§ **WHAT YOU NEED TO DO**:
Take the line containing "pole above? Mark it with a dot." as the first and the last line of the records below as the end, and please set down only what lies between them exactly, both ends included.

(RECORDS SHOWN Opens)

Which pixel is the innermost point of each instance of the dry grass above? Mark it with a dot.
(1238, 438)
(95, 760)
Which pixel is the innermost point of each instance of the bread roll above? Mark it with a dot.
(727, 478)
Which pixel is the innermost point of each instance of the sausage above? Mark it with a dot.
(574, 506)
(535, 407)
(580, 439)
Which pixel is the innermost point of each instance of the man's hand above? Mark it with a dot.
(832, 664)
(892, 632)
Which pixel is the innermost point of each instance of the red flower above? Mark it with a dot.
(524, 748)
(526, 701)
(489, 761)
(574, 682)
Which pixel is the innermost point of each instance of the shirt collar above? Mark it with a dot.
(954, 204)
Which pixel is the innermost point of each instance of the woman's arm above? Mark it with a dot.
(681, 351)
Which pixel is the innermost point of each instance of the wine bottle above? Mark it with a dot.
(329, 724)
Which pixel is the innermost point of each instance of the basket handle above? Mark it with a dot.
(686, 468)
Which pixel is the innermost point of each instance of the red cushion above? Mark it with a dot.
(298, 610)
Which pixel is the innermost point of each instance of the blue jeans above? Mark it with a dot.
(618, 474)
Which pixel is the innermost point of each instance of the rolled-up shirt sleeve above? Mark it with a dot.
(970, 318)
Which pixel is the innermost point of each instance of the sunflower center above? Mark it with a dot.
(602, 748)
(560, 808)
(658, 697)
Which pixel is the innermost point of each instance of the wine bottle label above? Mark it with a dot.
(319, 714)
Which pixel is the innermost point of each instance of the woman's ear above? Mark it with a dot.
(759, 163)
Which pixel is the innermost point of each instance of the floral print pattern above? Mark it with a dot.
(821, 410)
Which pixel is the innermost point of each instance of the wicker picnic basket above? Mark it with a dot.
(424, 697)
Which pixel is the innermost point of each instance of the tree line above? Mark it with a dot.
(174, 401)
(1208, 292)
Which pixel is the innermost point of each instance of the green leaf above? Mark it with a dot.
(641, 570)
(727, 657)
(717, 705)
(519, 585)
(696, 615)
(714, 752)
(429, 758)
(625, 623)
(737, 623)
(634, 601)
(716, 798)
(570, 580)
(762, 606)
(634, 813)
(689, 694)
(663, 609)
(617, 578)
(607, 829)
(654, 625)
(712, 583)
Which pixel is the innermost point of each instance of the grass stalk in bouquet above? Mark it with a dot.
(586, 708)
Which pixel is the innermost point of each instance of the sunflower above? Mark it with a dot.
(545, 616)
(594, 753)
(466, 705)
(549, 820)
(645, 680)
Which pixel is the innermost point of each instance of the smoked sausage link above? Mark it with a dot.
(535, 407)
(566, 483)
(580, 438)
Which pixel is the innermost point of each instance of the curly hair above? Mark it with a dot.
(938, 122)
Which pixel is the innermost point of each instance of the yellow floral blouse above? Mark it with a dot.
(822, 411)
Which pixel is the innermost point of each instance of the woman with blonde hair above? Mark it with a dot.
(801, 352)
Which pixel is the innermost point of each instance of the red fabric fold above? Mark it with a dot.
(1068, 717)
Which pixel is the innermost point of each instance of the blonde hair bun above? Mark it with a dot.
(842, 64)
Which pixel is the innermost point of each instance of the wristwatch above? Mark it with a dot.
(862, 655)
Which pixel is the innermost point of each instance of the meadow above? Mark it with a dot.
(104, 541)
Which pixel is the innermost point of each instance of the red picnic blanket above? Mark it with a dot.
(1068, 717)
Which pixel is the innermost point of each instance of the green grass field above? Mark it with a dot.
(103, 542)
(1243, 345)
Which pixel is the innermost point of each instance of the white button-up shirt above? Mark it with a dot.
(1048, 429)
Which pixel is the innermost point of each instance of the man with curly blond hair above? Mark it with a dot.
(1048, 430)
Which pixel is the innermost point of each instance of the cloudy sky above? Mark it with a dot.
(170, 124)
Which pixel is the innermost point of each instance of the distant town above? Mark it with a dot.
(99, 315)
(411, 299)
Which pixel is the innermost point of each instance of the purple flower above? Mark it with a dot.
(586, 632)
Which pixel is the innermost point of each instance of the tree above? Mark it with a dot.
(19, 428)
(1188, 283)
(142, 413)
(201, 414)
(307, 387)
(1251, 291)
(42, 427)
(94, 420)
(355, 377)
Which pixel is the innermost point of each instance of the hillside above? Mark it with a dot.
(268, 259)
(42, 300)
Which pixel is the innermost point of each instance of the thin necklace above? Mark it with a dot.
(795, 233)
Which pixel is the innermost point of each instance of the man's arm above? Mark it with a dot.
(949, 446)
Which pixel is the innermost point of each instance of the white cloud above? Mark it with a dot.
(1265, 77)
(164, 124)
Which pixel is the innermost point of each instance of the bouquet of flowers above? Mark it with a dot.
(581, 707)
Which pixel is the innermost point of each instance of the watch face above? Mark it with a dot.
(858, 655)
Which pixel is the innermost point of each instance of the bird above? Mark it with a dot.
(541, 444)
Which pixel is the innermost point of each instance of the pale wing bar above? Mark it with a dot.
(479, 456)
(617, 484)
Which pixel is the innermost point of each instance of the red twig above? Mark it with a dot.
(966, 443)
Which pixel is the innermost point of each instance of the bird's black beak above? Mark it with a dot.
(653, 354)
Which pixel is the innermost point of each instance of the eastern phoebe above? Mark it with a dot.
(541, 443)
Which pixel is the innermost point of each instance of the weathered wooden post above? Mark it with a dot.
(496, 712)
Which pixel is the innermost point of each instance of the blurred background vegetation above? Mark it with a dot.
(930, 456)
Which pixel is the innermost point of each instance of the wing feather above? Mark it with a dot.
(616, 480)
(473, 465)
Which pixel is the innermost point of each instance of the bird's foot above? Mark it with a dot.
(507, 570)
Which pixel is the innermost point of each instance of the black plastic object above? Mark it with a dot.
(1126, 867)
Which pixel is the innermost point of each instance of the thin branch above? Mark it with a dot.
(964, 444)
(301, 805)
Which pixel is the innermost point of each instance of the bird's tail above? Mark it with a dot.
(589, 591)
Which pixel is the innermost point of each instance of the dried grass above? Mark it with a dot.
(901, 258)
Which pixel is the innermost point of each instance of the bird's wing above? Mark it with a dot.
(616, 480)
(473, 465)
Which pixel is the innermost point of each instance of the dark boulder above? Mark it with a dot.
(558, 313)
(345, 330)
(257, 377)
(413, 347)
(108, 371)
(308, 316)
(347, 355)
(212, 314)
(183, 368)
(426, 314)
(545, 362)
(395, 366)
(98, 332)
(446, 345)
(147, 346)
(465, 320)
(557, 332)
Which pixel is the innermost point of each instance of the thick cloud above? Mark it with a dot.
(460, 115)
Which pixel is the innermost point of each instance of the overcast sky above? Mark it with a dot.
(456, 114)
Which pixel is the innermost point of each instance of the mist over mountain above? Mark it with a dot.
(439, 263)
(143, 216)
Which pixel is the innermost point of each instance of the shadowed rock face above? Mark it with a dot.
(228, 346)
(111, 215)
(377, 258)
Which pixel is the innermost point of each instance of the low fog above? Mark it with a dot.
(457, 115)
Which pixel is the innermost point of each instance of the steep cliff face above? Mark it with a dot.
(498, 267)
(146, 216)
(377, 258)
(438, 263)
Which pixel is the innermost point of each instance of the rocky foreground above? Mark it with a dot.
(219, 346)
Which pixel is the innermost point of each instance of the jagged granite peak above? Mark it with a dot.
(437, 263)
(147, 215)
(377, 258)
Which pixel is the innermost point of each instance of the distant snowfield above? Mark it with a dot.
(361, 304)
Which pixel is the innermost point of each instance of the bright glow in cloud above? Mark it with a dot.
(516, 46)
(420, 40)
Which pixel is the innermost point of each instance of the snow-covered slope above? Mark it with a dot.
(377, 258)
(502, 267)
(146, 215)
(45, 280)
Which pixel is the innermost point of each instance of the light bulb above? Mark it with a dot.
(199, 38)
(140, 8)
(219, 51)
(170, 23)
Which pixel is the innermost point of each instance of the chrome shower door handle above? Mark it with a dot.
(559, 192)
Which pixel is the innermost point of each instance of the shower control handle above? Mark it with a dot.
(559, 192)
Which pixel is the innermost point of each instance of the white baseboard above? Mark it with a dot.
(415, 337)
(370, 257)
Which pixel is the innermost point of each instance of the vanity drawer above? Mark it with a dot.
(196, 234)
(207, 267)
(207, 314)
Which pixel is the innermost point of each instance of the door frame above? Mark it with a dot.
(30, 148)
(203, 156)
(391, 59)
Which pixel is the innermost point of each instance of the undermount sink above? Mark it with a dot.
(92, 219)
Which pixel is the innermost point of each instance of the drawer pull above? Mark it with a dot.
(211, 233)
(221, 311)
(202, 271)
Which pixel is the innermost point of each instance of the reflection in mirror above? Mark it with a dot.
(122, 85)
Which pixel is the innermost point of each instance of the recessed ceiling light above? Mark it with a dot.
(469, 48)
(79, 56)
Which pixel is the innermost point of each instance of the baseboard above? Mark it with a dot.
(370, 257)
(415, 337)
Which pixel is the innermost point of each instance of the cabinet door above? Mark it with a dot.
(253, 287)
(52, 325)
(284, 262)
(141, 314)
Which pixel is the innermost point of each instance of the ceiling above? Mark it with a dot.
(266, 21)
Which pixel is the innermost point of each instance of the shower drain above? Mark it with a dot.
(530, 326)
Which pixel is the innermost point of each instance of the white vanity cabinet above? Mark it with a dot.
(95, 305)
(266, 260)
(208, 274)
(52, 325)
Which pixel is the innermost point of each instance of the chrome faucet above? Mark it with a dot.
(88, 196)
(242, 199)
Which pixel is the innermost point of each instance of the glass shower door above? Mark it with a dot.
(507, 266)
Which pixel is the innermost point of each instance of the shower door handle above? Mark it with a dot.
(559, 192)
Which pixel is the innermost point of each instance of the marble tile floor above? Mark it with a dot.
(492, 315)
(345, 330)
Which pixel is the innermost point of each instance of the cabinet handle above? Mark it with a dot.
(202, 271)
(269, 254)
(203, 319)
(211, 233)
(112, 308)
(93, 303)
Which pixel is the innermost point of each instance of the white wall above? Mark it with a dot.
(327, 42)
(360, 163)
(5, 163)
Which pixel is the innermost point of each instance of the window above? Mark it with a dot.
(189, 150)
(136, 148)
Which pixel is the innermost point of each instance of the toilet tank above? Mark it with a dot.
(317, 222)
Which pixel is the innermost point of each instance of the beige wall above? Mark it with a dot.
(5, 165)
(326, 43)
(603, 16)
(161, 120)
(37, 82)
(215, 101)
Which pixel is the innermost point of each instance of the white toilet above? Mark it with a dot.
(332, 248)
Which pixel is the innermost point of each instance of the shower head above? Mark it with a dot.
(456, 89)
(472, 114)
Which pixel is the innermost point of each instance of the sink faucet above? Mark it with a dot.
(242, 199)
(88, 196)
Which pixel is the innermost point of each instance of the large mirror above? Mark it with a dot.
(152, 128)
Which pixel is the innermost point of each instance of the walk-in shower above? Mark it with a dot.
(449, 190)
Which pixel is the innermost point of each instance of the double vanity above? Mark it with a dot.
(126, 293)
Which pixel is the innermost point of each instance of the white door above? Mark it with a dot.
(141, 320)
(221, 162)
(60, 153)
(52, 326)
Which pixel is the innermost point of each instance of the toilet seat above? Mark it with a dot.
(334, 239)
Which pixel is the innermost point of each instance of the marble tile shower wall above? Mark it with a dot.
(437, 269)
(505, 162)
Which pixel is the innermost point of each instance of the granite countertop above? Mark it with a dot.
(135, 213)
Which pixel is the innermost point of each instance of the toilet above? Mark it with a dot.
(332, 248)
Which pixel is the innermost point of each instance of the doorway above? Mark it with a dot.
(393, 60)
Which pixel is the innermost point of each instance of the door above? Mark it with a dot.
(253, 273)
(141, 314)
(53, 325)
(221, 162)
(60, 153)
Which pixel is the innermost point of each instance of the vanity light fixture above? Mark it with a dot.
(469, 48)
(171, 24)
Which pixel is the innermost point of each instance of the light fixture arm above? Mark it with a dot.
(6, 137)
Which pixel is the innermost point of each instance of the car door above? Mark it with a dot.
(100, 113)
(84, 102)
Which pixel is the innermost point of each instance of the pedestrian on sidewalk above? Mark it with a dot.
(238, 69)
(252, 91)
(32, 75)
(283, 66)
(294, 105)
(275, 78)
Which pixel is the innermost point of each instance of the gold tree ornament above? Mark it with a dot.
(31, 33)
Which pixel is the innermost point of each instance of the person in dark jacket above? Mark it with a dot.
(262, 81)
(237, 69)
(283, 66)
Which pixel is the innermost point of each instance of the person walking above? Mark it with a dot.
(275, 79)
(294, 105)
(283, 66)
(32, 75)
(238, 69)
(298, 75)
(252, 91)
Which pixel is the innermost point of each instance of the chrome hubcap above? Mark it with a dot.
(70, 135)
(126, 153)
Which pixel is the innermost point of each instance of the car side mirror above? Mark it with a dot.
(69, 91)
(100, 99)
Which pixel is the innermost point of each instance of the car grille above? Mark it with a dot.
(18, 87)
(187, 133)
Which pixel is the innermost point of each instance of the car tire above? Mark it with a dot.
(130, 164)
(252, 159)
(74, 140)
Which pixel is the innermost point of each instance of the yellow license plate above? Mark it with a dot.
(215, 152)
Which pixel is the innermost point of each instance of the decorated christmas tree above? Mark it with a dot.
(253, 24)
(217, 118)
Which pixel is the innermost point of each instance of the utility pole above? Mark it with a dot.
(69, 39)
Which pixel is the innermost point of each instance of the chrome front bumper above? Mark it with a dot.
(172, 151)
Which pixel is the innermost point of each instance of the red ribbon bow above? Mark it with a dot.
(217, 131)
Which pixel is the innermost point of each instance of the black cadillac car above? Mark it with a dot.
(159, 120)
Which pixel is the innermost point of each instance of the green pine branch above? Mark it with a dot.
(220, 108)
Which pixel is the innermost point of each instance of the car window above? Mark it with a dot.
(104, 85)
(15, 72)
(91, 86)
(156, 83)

(RECORDS SHOWN Closes)

§ **RESULT BELOW**:
Which pixel is the innermost point of each instance of the utility pole above? Mark it with a dot.
(69, 39)
Which pixel is the innermost point of each instance of the chrome front bumper above? Mark it with a dot.
(172, 151)
Which pixel is the innermost point of each instance of the red ribbon bow above? Mark it with a dot.
(217, 131)
Which pixel is the innermost point of each instance of the black cadillac car above? Mark it with a dot.
(159, 120)
Which pixel is the innermost point of each instance of the green pine branch above? Mark it with a dot.
(220, 108)
Which pixel is the innermost point of each instance of the car window above? Mark it with a dot.
(104, 85)
(15, 72)
(91, 86)
(156, 83)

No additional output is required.